Segment Start: Exercise passage

How do you classify extraterrestrial civilizations?

In the search for extraterrestrial intelligence (SETI), it is important to conceptualize how one might identify the existence of extraterrestrials. Such conceptualization informs SETI operations – where to point sensors and what sorts of sensors to use, for instance. The most well-established classification system for extraterrestrial intelligence is the Kardashev scale, which classifies a civilization’s level of technological advancement according to how much energy it can use. But there are other ways to conceptualize classification. Valentin Ivanov of the European Southern Observatory has worked on an alternate classification system. We spoke to him to learn more.

Why is it important to develop ways of classifying extraterrestrial civilizations?

Segment End: Exercise passage

Exercise: Rewrite the passage on classifying extraterrestrial civilizations, starting with "In the search" and going on through "to learn more.", renaming "sensors" as "instruments" everywhere it occurs. Rely only on the text itself.

Segment Start: Information supplied

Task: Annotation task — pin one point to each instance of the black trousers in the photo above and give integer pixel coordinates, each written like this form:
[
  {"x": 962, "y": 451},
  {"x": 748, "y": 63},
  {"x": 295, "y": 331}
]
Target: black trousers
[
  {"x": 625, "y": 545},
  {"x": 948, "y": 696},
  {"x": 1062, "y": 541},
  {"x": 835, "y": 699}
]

Segment End: Information supplied

Solution to this problem:
In the search for extraterrestrial intelligence (SETI), it is important to conceptualize how one might identify the existence of extraterrestrials. Such conceptualization informs SETI operations – where to point instruments and what sorts of instruments to use, for instance. The most well-established classification system for extraterrestrial intelligence is the Kardashev scale, which classifies a civilization’s level of technological advancement according to how much energy it can use. But there are other ways to conceptualize classification. Valentin Ivanov of the European Southern Observatory has worked on an alternate classification system. We spoke to him to learn more.